COSA FARE:
Rispondi alle seguenti domande sul testo dedicato all'intelligenza artificiale on device riportato qui sotto:
(a) Secondo il testo, come si presenta l'AI quando vive nel cloud?
(b) Quale azienda ha trasformato il proprio chip Kirin in una piattaforma edge AI?
(c) In quale area geografica, secondo il testo, la protezione dei dati è un valore fondante?

ESTRATTO DEL DOCUMENTO:
((

L’intelligenza artificiale non è più solo un servizio remoto. Sta diventando una funzione nativa dell’hardware, integrata direttamente nei nostri smartphone, nei dispositivi medici, nei veicoli elettrici e nei sistemi industriali. Questo cambiamento ridefinisce non solo le architetture tecnologiche, ma anche le gerarchie di potere digitale.

Una rivoluzione di prossimità

Quando l’AI vive nel cloud, è potente ma distante. Quando vive sul dispositivo, è limitata ma vicina. Vicina ai dati, alle persone, al contesto. È in grado di rispondere in tempo reale, anche offline. Protegge meglio la privacy. Riduce la dipendenza dalla connettività. Ed è energeticamente più sostenibile, in un’epoca in cui il costo ambientale del digitale non è più ignorabile.

Non è un caso che i grandi player stiano spingendo su questo fronte. Apple ha fatto dell’elaborazione on-device un pilastro della propria strategia. Google, con Android e Tensor, segue lo stesso sentiero. Huawei ha trasformato il suo chip Kirin in una piattaforma edge AI. E aziende come Qualcomm, NVIDIA e MediaTek stanno ridefinendo il concetto stesso di microprocessore.

Una sfida di sovranità digitale

Ma la posta in gioco va oltre la tecnologia. L’AI on device è un tema di sovranità. Quando l’intelligenza è distribuita nei terminali, i dati restano localmente. Questo ha implicazioni enormi per la sicurezza, la regolazione e il governo della tecnologia. In Europa, dove la protezione dei dati è un valore fondante, l’AI on device può rappresentare una via d’uscita sostenibile da modelli centralizzati e opachi.

))

[Voci di dati estratti]
((

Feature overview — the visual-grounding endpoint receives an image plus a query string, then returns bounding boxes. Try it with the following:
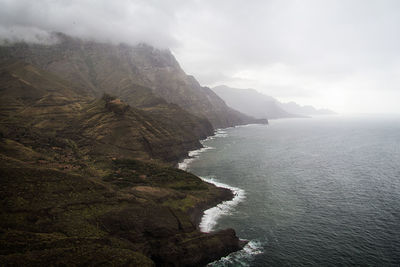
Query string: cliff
[0,58,241,266]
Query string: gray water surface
[188,116,400,266]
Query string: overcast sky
[0,0,400,113]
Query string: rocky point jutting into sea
[0,34,266,266]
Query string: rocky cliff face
[0,59,241,266]
[0,34,266,128]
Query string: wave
[199,177,246,233]
[178,129,228,171]
[178,129,263,266]
[207,240,264,267]
[178,145,214,171]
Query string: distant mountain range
[212,85,335,119]
[0,33,260,266]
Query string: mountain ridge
[0,48,250,266]
[212,85,335,119]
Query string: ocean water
[180,116,400,266]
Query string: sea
[179,115,400,266]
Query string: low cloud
[0,0,400,112]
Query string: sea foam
[199,177,246,233]
[207,240,264,267]
[178,128,263,266]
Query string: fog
[0,0,400,113]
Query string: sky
[0,0,400,113]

))

RISPOSTA AL COMPITO:
(a) Quando vive nel cloud, l'AI è potente ma distante.
(b) È stata Huawei a trasformare il proprio chip Kirin in una piattaforma edge AI.
(c) Secondo il testo, la protezione dei dati è un valore fondante in Europa.